* [Written instruction] Every record here should be printed again exactly.
===== Stored data
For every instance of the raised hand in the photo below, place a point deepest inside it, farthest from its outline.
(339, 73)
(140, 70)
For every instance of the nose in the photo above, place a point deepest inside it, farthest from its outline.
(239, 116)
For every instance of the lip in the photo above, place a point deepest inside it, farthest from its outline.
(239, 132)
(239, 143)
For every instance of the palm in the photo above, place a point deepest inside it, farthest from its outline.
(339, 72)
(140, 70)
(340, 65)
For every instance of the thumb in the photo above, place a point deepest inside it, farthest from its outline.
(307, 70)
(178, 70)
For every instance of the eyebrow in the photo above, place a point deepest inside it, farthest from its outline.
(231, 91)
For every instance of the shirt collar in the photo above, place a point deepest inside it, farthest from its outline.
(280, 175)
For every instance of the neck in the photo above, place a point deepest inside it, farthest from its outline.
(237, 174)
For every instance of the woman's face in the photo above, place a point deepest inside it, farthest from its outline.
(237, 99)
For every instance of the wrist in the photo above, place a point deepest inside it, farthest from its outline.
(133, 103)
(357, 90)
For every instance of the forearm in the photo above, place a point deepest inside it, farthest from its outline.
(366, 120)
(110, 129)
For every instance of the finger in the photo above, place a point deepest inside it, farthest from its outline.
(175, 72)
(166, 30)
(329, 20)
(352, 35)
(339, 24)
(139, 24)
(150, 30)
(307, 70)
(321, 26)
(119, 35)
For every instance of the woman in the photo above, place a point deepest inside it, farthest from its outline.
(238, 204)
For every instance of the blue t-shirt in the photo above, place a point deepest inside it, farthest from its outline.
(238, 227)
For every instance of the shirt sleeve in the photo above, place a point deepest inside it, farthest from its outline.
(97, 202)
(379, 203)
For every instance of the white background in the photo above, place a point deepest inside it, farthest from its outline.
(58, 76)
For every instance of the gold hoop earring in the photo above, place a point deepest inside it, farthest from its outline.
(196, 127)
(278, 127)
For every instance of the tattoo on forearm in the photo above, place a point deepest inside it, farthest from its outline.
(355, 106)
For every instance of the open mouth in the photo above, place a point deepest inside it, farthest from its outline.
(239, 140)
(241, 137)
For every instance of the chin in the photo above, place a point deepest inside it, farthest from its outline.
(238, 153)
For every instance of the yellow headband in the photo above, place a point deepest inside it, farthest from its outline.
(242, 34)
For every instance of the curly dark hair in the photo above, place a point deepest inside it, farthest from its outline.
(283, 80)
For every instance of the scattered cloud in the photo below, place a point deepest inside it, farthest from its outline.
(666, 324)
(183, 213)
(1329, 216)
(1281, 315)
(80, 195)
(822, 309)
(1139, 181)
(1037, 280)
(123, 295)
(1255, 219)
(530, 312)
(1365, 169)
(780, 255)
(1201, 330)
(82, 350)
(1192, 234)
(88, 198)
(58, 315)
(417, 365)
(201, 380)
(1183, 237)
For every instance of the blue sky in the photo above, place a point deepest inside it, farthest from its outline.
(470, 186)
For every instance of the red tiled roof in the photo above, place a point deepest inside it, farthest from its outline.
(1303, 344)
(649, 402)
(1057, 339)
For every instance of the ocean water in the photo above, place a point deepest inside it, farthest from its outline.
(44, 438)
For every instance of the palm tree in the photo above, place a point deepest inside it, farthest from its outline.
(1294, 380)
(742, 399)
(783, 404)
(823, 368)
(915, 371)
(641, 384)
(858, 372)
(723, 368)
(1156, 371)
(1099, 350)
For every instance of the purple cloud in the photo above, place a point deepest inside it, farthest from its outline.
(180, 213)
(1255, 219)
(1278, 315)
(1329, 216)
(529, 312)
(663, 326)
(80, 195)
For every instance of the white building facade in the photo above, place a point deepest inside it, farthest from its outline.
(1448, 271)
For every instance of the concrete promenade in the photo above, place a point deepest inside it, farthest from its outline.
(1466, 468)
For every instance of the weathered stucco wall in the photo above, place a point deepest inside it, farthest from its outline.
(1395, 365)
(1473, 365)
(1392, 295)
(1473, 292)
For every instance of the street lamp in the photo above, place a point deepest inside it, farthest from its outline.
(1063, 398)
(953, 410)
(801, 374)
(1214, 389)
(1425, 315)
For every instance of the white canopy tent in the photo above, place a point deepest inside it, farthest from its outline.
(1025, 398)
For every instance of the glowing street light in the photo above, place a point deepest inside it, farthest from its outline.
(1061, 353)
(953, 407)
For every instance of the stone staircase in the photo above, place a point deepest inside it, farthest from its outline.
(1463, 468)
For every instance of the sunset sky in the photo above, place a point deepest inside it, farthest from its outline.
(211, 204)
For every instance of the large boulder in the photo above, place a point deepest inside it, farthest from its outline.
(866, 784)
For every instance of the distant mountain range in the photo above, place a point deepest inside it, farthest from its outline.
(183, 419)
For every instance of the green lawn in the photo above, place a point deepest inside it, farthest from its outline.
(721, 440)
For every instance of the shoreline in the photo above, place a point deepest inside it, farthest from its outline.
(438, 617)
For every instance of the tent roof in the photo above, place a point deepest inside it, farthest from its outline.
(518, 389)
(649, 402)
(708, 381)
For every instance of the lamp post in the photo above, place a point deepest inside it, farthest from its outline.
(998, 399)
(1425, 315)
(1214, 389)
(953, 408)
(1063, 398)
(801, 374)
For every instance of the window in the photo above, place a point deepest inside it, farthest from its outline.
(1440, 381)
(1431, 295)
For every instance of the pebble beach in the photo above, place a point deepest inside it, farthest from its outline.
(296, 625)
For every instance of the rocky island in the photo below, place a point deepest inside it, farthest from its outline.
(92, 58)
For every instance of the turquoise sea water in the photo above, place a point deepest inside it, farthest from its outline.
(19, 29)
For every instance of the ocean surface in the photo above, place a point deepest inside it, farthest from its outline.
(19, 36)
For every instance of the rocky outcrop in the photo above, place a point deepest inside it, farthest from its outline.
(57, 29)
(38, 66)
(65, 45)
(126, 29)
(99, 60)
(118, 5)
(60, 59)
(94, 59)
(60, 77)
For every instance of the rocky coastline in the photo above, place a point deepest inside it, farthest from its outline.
==========
* [Solution to this task]
For every instance of the raised hand in the photo below, place a point deepest inside it, farthest from its outline.
(339, 73)
(140, 70)
For every instance of the nose in the photo above, place a point deepest inside it, farthest from its outline.
(239, 116)
For every instance of the lip in the photo above, place a point deepest inside it, farthest from its outline.
(239, 132)
(239, 143)
For every instance of the palm in the photo above, place a point deepest inside it, farthest from its outline.
(339, 72)
(140, 70)
(340, 65)
For every instance of the thumb in the photo above, place a point deepest inside it, farthest from its outline.
(307, 70)
(178, 70)
For every instance of the eyebrow in the photo above, place a point deepest inside it, farthest from its outline.
(231, 91)
For every instance of the shirt collar in the photo above, place a point deepest inside it, farthest from its outline.
(280, 175)
For every instance of the neck in the photo above, place a point deepest inside it, farthest from its outline.
(237, 174)
For every instance of the woman's face in the photo above, place a point deepest inside it, farthest from its outline.
(237, 99)
For every instance of the wrist in the photo above, place a point deepest inside it, farthest from its outline.
(133, 103)
(357, 90)
For every instance of the forearm in the photo above, place a point deepest inside it, farthest from its outline.
(366, 120)
(110, 129)
For every instance of the finger in the photo above, place a point deepest inside it, farthest from its outline.
(175, 72)
(166, 30)
(329, 20)
(352, 35)
(339, 24)
(139, 24)
(150, 30)
(307, 70)
(321, 26)
(119, 35)
For every instance of the woman in the photo above, place a point deepest inside it, farthest from its outline.
(238, 204)
For every instance of the blue t-shirt in the photo above, place a point deepest inside it, farthest from its outline.
(238, 227)
For every instance of the shirt sleeve in the photo above, place a point deepest inside it, farthest from its outline.
(97, 202)
(379, 203)
For every instance of the white background in the photo above, place a point deepest inside it, farthest from its outline.
(58, 76)
For every instance of the gold hoop earring in the photo above, place a point deepest inside it, farthest from its outline.
(196, 127)
(278, 127)
For every instance of the tattoo on forearm in the photo above, place a point deepest inside it, farthest from its outline.
(355, 106)
For every instance of the open mouth in the photo above, place a point deepest inside it, farthest from its outline.
(239, 140)
(241, 137)
For every instance of the chin in the photo above, place a point deepest inside it, farthest from its outline.
(238, 153)
For every instance of the yellow headband in the photo above, place a point deepest inside it, farthest from its outline.
(242, 34)
For every instance of the curly dark hair in the photo above, place a point deepest inside it, farthest from its outline.
(283, 80)
For every instance of the scattered cloud in the photo below, place a point deepest inside it, farthest from its outline.
(666, 324)
(183, 213)
(1329, 216)
(1281, 315)
(80, 195)
(822, 309)
(1139, 181)
(1037, 280)
(123, 295)
(1255, 219)
(530, 312)
(1365, 169)
(780, 255)
(1201, 330)
(82, 350)
(1192, 234)
(88, 198)
(58, 315)
(417, 365)
(201, 380)
(1183, 237)
For every instance of the blue sky in the photo above, place a point deepest inside it, farthest from its outline.
(470, 186)
For every instance of the red tiled roof in the photo above, place a point deepest inside it, farthest from its outline.
(1303, 344)
(649, 402)
(1057, 339)
For every instance of the ocean water in the photo above, place a point deepest inside it, farthest from its outline.
(44, 438)
For every instance of the palm tree in the photo above, place a point deepest inside it, farthest from its outline.
(1294, 380)
(742, 399)
(783, 404)
(823, 368)
(915, 371)
(641, 384)
(858, 372)
(723, 368)
(1156, 371)
(1099, 350)
For every instance of the purple cloud in the photo above, place a point deepest inside it, farthest from its outline.
(180, 213)
(1255, 219)
(1278, 315)
(1329, 216)
(529, 312)
(663, 326)
(80, 195)
For every instance of the white building facade in the photo above, place a point deepest inside it, farthest from its outline.
(1448, 271)
For every instance of the concrete promenade in the photo above, place a point deepest inside it, farthest from its outline.
(1466, 468)
For every instance of the weathered stucco wall in the photo above, place a point deepest inside it, farthest from its outline.
(1395, 365)
(1473, 365)
(1392, 295)
(1473, 292)
For every instance of the street lamp in the photo above, place a point deepest inside it, farthest from its outline.
(1063, 398)
(953, 410)
(801, 374)
(1214, 389)
(1425, 315)
For every instance of the white canopy tent in the photo above, place a point deepest inside it, farthest from its outline.
(1025, 398)
For every instance of the glowing street light in the photo above, place a point deepest inside it, farthest from its outline.
(1061, 353)
(953, 407)
For every instance of the stone staircase in the photo above, place a point deepest inside it, farthest from its outline.
(1463, 468)
For every instance of the sunset sky in the photo above, place a point deepest inside it, farthest from its outline.
(211, 204)
For every instance of the large boulder in the photo above, place a point deepest inside it, farthest from its outline.
(866, 784)
For every instance of the distant mountain range in the photo above, place a point deepest inside it, farthest from its outline.
(183, 419)
For every instance of the green lawn in the photo above, place a point deepest inside it, farthest from its outline.
(721, 440)
For every instance of the shoreline in the photo above, place a point deepest inside it, farthest from its outline.
(438, 617)
For every instance of the tent roof in the photo above, place a point deepest inside it, farthest from its outline.
(518, 389)
(649, 402)
(708, 381)
For every instance of the lamp post in the photo above, place a point deepest inside it, farthest from its outline.
(998, 399)
(1425, 315)
(1214, 389)
(953, 408)
(1063, 398)
(801, 374)
For every instance of the window in the photo above, place a point deepest inside it, farthest from its outline.
(1440, 381)
(1431, 295)
For every instance of the pebble beach in the photo above, place a point deepest inside it, farthest from its outline.
(296, 625)
For every instance of the rocky island in the photo below, place a point deepest inside it, farthest from its outline.
(92, 58)
For every instance of the turquoise sea water in the photo above, place a point deepest inside it, farthest from its outline.
(19, 29)
For every instance of the ocean surface in the photo above, place a point deepest inside it, farthest from its outline.
(19, 36)
For every instance of the rocky outcrop in the photo above, place a point deepest inside it, farthest from its outline.
(57, 29)
(38, 66)
(65, 45)
(126, 29)
(99, 60)
(118, 5)
(60, 59)
(94, 59)
(60, 77)
For every instance of the rocky coastline in the photo above, place a point deepest inside it, farthest from its outline.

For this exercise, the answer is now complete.